Source data:
Start

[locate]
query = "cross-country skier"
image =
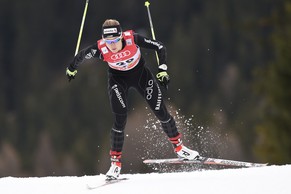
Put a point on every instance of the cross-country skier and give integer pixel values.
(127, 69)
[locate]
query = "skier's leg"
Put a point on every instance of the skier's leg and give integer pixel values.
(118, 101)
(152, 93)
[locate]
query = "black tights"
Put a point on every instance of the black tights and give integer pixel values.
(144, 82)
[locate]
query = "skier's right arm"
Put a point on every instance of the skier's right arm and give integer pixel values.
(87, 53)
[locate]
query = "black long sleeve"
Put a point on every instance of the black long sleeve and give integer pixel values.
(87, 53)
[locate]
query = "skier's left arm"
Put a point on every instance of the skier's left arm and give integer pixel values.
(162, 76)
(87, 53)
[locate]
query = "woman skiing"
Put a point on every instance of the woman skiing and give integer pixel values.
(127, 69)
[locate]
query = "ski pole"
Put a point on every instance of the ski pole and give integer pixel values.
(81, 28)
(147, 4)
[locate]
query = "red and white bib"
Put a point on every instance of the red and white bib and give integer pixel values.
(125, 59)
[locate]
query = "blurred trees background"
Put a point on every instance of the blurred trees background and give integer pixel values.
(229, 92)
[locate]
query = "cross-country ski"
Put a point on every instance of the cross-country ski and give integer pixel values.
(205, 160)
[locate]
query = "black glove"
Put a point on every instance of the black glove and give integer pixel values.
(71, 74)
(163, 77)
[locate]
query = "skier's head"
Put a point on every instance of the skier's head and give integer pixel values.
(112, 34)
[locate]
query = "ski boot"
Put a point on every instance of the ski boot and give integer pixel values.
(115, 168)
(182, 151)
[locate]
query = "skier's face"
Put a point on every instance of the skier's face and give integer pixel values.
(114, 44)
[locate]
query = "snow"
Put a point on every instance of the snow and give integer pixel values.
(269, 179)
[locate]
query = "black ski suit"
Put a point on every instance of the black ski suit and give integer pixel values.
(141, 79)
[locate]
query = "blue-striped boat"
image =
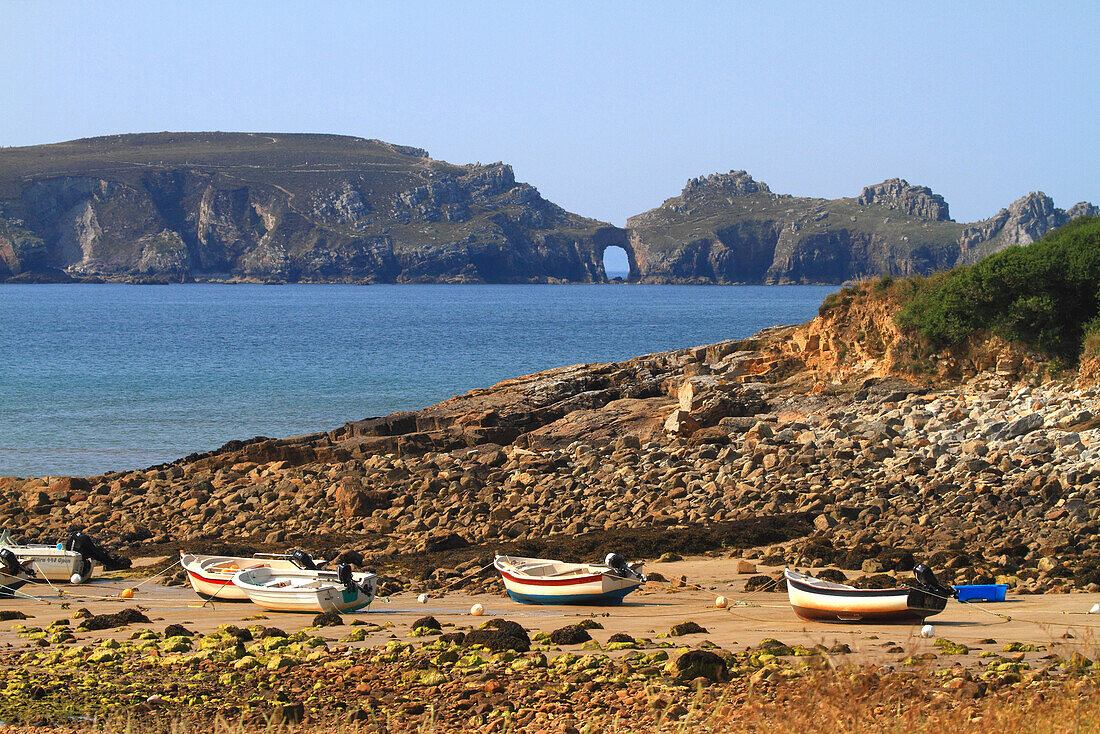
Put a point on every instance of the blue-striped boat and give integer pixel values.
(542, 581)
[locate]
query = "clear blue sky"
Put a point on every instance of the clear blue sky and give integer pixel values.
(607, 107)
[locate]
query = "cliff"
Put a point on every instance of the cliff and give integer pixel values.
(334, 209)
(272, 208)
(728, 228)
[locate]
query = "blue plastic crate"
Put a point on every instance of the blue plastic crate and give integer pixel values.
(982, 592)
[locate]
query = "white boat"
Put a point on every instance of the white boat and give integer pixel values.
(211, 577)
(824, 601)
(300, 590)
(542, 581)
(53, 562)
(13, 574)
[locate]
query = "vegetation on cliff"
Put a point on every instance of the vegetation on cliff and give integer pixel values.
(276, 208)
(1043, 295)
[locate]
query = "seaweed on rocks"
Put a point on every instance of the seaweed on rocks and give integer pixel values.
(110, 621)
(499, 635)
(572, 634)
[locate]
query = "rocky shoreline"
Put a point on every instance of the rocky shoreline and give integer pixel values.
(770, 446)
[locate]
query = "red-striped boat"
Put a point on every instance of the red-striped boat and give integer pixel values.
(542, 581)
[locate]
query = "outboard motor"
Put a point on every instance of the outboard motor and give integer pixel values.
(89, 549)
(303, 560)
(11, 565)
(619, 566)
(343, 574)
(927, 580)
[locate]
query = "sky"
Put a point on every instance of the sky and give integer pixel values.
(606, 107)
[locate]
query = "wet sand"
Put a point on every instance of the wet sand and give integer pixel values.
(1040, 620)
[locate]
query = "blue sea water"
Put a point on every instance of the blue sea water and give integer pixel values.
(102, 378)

End

WHAT YOU ARE ASKED TO DO:
Copy the records above exactly, leaving out every picture.

EXERCISE RESULT:
[locate]
query = "cross-country skier"
image =
Put a point on every instance of the cross-country skier and give integer pixel values.
(127, 69)
[locate]
query = "skier's leg"
Put a point on every instance of the skier's leg and give integer pixel values.
(118, 101)
(152, 93)
[locate]
query = "black tights"
Put a point on every instance of the black tights and give integer pixel values.
(144, 82)
[locate]
query = "skier's right arm"
Put a point on every instance of the skier's right arm and give integer pixel values.
(87, 53)
[locate]
query = "black long sleeve"
Put a point on every instance of the black long sleeve and give integer pixel values.
(87, 53)
[locate]
query = "skier's left arm"
Put a point on every instance of the skier's left arm and give integer pixel values.
(162, 76)
(87, 53)
[locate]
query = "woman skiing"
Put a point on every instance of the woman skiing and give integer pixel values.
(127, 69)
[locate]
query = "ski pole"
Put a point on every instance of the ski pole and give integer pixel values.
(81, 28)
(147, 4)
[locate]
query = "red and white bib"
Put a point on every instance of the red and white bib and give integer pixel values.
(125, 59)
[locate]
query = "blurred trees background"
Put a point on every instance of the blurred trees background and give integer pixel values.
(229, 92)
[locate]
query = "cross-country ski"
Put a point on every instance of the cross-country ski and give integer pixel values.
(205, 160)
[locate]
query = "black glove"
Put a point on every instance of the black glove and give integer pixel values.
(71, 74)
(163, 77)
[locate]
query = "skier's head"
Put a point on every instance of the skier's head and give integer pixel values.
(112, 34)
[locate]
query = "ski boot"
Put a point on every instance of the ski boot and give integer pixel values.
(115, 168)
(182, 151)
[locate]
query = "skier's face"
Put a point on every instance of the skier's face and give integer pixel values.
(114, 44)
[locate]
query = "snow"
Put a point on every instance of the snow and give integer pixel values.
(269, 179)
[locate]
query = "black ski suit"
Put a point on every instance of the black ski suit and give integer pixel values.
(141, 79)
[locate]
query = "blue-striped boat"
image =
Put a point on every instance of the blue-striped boat and give integer pixel values.
(542, 581)
[locate]
query = "clear blue sky"
Put a point on every instance of the clear blue sky and give integer pixel values.
(607, 107)
[locate]
query = "cliff"
Put a point on every instance of the cliff and give integer pixel values.
(334, 209)
(272, 208)
(728, 228)
[locate]
query = "blue plastic crate"
Put a point on every instance of the blue plastic crate and give integer pixel values.
(982, 592)
[locate]
query = "white boat"
Put a point on every instance of the white boat and give integer pixel values.
(211, 577)
(824, 601)
(300, 590)
(542, 581)
(53, 562)
(13, 574)
[locate]
query = "vegetation on cliff"
Put a point on every instance of the vegetation on cliff and give integer pixel values.
(276, 208)
(1043, 295)
[locate]
query = "seaweed on rocks"
Put a point on every instance of the seaweed on rocks and give integer pixel values.
(110, 621)
(499, 635)
(572, 634)
[locate]
query = "rocky shoreline"
Put a point on every instance of the rocky shoreline and give integer pixel values.
(770, 446)
[locate]
query = "red-striped boat"
Put a point on every instance of the red-striped boat and give integer pixel values.
(542, 581)
[locate]
query = "outboard motor"
Put a point on every instance of the outboard motor and give integer pixel values.
(89, 549)
(303, 560)
(11, 565)
(619, 566)
(343, 574)
(927, 580)
[locate]
query = "sky"
Put a point on every instance of the sky and give integer pixel values.
(606, 107)
[locate]
query = "wet sand"
Put a point on every instance of the wet sand and give integer pixel values.
(1040, 620)
[locate]
query = "blue sea water"
Put a point on every instance of the blue sea water and give integer pixel values.
(102, 378)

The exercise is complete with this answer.